> [AIM]: Copy out every item below with each "set a marker" replaced by "place a point" and everything else unchanged. Omit the pictures.

※

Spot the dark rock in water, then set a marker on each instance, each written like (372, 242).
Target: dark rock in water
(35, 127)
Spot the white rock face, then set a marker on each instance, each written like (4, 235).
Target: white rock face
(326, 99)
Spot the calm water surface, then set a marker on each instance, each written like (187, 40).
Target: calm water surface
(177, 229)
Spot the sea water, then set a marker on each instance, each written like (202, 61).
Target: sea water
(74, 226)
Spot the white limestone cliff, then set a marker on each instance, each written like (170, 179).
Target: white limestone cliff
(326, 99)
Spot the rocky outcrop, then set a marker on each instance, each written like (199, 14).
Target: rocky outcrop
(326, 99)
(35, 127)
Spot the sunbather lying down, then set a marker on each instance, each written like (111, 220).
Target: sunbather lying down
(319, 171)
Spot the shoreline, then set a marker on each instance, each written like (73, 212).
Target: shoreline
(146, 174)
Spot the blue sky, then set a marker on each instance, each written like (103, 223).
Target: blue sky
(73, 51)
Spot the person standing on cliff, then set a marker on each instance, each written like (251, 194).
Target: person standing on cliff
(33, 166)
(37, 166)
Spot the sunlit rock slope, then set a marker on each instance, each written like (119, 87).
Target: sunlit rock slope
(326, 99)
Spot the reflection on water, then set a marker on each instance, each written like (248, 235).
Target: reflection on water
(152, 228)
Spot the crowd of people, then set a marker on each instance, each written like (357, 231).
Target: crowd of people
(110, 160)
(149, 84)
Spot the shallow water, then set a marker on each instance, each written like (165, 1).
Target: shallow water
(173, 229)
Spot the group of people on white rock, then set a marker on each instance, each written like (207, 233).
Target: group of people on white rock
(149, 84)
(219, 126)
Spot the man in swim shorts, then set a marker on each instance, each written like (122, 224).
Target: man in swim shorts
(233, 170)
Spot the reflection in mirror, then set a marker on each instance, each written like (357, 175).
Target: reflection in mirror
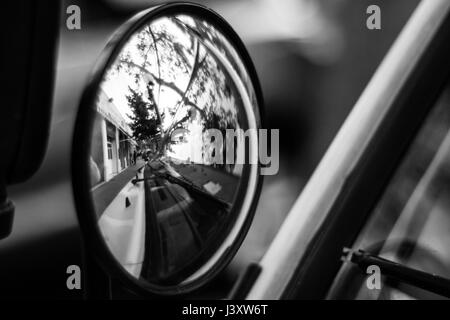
(168, 151)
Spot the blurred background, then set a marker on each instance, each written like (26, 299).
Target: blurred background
(313, 58)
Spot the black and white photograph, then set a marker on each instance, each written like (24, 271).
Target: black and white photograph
(210, 158)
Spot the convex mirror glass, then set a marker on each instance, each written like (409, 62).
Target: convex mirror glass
(172, 148)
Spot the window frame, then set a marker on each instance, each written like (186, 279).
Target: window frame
(304, 257)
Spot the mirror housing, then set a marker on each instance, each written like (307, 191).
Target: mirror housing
(246, 193)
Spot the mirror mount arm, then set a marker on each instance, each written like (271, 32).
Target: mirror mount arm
(6, 213)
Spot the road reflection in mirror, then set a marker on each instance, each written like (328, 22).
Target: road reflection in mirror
(168, 150)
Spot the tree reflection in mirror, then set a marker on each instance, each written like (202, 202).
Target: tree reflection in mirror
(165, 172)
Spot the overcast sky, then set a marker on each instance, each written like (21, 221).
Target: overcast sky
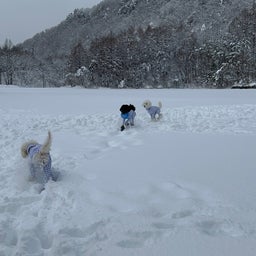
(22, 19)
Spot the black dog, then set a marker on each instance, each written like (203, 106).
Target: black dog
(128, 114)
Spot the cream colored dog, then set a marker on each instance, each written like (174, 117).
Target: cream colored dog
(39, 159)
(154, 111)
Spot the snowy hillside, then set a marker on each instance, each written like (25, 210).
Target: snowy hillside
(182, 186)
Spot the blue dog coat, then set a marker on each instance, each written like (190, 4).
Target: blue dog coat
(35, 170)
(129, 117)
(153, 111)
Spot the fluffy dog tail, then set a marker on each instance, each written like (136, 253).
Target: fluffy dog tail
(46, 147)
(24, 148)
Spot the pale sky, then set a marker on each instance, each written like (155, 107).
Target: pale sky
(22, 19)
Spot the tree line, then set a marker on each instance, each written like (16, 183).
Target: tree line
(168, 56)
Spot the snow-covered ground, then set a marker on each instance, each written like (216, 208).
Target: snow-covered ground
(182, 186)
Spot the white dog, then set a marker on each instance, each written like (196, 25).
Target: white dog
(39, 159)
(154, 111)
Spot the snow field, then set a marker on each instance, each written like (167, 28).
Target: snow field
(183, 185)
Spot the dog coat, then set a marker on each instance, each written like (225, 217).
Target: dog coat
(129, 116)
(128, 113)
(153, 110)
(32, 150)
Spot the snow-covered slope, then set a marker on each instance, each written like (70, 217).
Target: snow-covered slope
(181, 186)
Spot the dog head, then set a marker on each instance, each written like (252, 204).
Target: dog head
(147, 104)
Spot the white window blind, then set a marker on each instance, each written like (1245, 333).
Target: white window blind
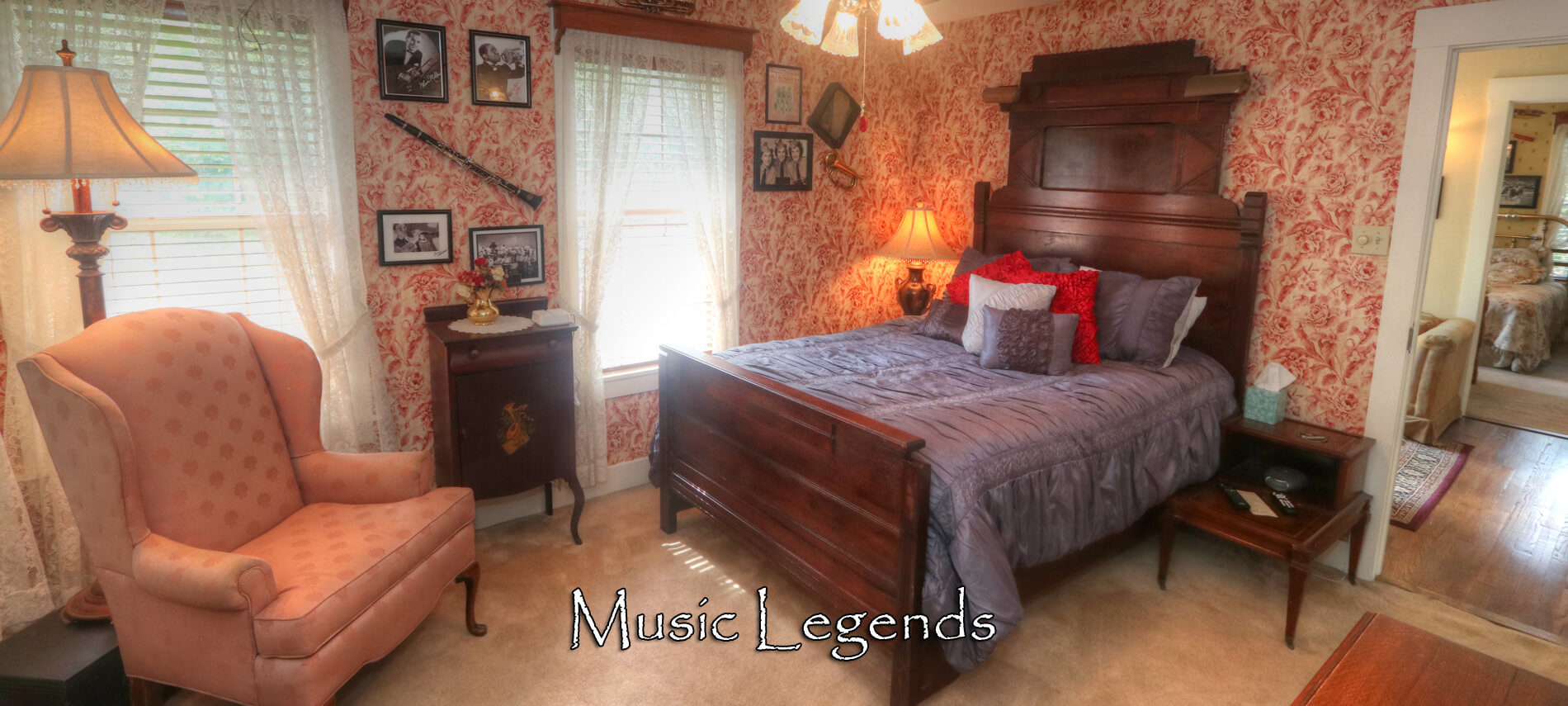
(191, 245)
(658, 291)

※

> [OUTPUT FOR THIS EXERCISE]:
Spot the dark rock in water, then place a point on each instance, each written like (372, 242).
Target: dark rock in water
(35, 127)
Spot the white rock face, then place a point on each instance, each written like (4, 235).
Target: white rock face
(326, 99)
Spot the calm water surface, then place a point on each instance, each written like (187, 40).
Target: calm water surface
(177, 229)
Spot the sea water, then place a point on each instance, each written like (202, 61).
Target: sea water
(74, 226)
Spot the white limestone cliff, then place a point on each instance, each written like (170, 179).
Target: white limestone cliff
(326, 99)
Spot the rocky outcrop, then place a point on each instance, each written like (199, 14).
Target: rocky outcrop
(326, 99)
(35, 127)
Spot the sunbather lying down, then place a point on each instance, each written like (111, 220).
Target: sunbather lying down
(319, 171)
Spot the shoreline, then place a point on each instance, each written like (73, 212).
Target: shoreline
(146, 174)
Spot the blue sky, then place a point on each instance, each written like (103, 223).
Target: blue sky
(73, 51)
Spot the person standing on cliff, then place a point on each instance, each written like (251, 194).
Target: person standing on cliff
(33, 166)
(37, 166)
Spot the sunlit rock slope, then place a point on each instance, each written like (119, 87).
Target: sunlit rock slope
(326, 99)
Spot the reflection on water, then place a point on each instance, each written like (248, 235).
Target: reflection on water
(152, 228)
Spot the crowd of people, then place a point on each instance, each written like (357, 231).
Target: crowd of people
(110, 160)
(149, 84)
Spot the shallow water, then place a point on each instance, each written like (165, 1).
Target: shallow water
(173, 229)
Spot the group of people on white rock, then place a point on each instance, each written like (207, 233).
Target: group of people on white rock
(149, 84)
(219, 126)
Spot the man in swim shorts, then place a point on each instance, each written like (122, 224).
Target: man in swim shorts
(233, 170)
Spot the reflection in mirror, then place a point on each instance, each written like (357, 175).
Target: reflection in mirror
(168, 151)
Spot the blurred background, then place a point on each instance, each written like (26, 299).
Target: blurred background
(313, 58)
Spot the black and white photograph, then place a point on each instance, each written like (24, 271).
Target: black and white photograph
(210, 158)
Spot the convex mirror glass, then place a point on each instance, each written like (409, 62).
Target: convex mirror glass
(172, 148)
Spot the window frame, then place a point on each instance, each written like (186, 279).
Target: window frame
(304, 257)
Spot the mirror housing, then place a point on each instance, each written like (307, 191).
Target: mirror housing
(246, 193)
Spot the mirror mount arm, then place a point on each instance, each written like (271, 32).
Target: mirror mount arm
(6, 213)
Spot the road reflection in mirror, then place a point on each instance, each written like (328, 22).
Target: road reflection in mirror
(168, 150)
Spot the tree reflection in mirror, then place a point on each instance, each written like (202, 202).
Target: tree reflection in mirror
(165, 172)
Spot the overcast sky, then place a point on each instance, each written like (21, 221).
Target: overcast sky
(22, 19)
Spot the black dog, then place a point on each instance, each written like (203, 106).
Target: black dog
(128, 114)
Spot the cream colored dog, then place a point on each instance, each written like (174, 117).
Target: cream colored dog
(39, 159)
(154, 111)
Spot the snowy hillside, then place a point on each instance, each written like (25, 210).
Target: snowy hillside
(182, 186)
Spot the blue dog coat, then place a point on each instance, each written like (190, 4).
Target: blue dog coat
(35, 170)
(129, 117)
(153, 111)
Spot the fluffy dog tail, then place a point on each instance, each written like (136, 253).
Target: fluffy dog tail
(46, 147)
(24, 148)
Spot the pale sky, then place a point on each instance, each written like (155, 107).
Target: pale sky
(22, 19)
Spot the tree line, then place a point on each instance, each written like (16, 183).
Target: tree line
(168, 56)
Spot the snow-covered ground, then place a point on each instance, each written like (216, 208).
Target: snow-covered ground
(182, 186)
Spot the white dog, then place a point on each instance, each written like (196, 25).
Target: white dog
(39, 159)
(154, 111)
Spot the snow field, then place a point on each instance, each written like (167, 28).
Target: snow field
(183, 185)
Spot the dog coat, then place a point on each instance, each written like (225, 217).
Target: dog coat
(129, 116)
(128, 113)
(153, 110)
(32, 150)
Spot the snow-covered slope, then place a point on each instance, each written like (70, 217).
Target: snow-covered slope
(181, 186)
Spot the dog head, then place a point on each instance, each written like (252, 204).
Target: dog head
(147, 104)
Spot the white window blind, then place a point on each instance, each written like (1245, 333).
Target: white window blind
(191, 245)
(658, 291)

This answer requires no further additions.